### SUPPLIED RECORDS

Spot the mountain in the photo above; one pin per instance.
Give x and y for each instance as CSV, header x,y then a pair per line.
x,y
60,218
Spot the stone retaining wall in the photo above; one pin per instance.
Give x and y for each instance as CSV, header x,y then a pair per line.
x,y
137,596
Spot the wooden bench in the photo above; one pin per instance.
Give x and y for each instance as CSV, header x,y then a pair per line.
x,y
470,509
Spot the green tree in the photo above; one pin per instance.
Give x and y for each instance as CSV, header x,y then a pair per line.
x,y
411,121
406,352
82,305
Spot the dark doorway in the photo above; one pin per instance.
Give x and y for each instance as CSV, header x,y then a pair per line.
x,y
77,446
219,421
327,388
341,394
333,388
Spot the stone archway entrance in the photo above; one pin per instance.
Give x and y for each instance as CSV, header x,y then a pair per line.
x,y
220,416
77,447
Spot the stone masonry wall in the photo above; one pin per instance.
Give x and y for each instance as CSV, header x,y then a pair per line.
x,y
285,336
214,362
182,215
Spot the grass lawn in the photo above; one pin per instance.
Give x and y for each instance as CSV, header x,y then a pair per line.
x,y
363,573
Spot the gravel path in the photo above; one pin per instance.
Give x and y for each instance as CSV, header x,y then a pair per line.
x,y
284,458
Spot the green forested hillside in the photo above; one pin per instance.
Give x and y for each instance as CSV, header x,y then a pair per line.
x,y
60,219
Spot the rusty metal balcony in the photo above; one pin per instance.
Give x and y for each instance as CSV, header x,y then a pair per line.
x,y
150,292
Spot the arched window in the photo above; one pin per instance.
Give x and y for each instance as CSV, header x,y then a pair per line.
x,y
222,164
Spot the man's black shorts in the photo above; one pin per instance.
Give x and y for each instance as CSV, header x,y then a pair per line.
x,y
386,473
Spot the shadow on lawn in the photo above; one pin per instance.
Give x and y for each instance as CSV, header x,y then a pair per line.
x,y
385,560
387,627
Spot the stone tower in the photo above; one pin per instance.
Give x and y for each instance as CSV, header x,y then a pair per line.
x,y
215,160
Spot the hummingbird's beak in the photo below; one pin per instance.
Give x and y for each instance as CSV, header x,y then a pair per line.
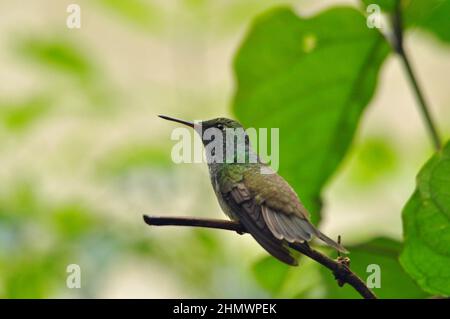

### WRITTEN EXERCISE
Reproduce every one of the records above word for word, omitting the pictures.

### COMPLETED EXERCISE
Spot the mountain in the photo above; one pin per instance.
Give x and y for each instance as CSV, header x,y then a pair per line.
x,y
60,218
Spot the stone retaining wall in the photo above; one pin per instance.
Give x and y for each instance as CSV, header x,y then a pair per line.
x,y
137,596
Spot the wooden bench in the photo above; one pin per instance.
Give x and y for each instance as CSV, header x,y then a pair per line.
x,y
470,509
Spot the green tree in the photo above; one pin per instance.
Give x and y for each instance as CSV, header x,y then a pair per line.
x,y
411,121
406,352
82,305
Spot the dark doorway in the photo above; one pin per instance.
Give x and y for each instance as CSV, header x,y then a pair per line.
x,y
77,446
219,421
327,388
341,394
333,388
Spot the stone archway entrance in the photo above; one pin per instance.
Give x and y for each instance as CSV, header x,y then a pair per line.
x,y
220,416
77,447
Spot the stone masonry wall in the photo above; one pin per instance.
Give x and y for each instance as CSV, header x,y then a pair per line.
x,y
285,336
214,362
182,215
Spot the grass lawn in the photo above; one pin per instance.
Give x and y for each instance as CSV, header x,y then a pair per line.
x,y
363,573
Spot the gravel path in the photo above; one pin per instance.
Give x and y for each instance as CSV, header x,y then a pair per line.
x,y
284,458
Spot the green forested hillside in the photo above; one pin per instance.
Give x and y for each instance as CSV, header x,y then a pair per line.
x,y
60,219
Spot the rusty metal balcony in the photo above; one pin per instance.
Give x and y for each instance as CSV, header x,y then a pair per line.
x,y
150,292
Spot the arched window in the photo above; one pin per instance.
Give x and y for each instance as CSV, header x,y then a pair per line.
x,y
222,164
Spot the man's black shorts in the photo above; one pin per instance.
Give x and y for each instance as CSV, header x,y then a pair per line.
x,y
386,473
Spot the shadow on lawn in the photo above; one pin per instance.
Give x and y for each instance as CSV, header x,y then a pair per line.
x,y
385,560
387,627
Spot the stone tower in the photo above; one pin per instance.
Give x and y for each instance as CSV, header x,y then a pair per line.
x,y
215,160
Spot the hummingbird's beak in the photo below; one pin per instance.
Give x and y for each instance as CSV, header x,y then a pair per line.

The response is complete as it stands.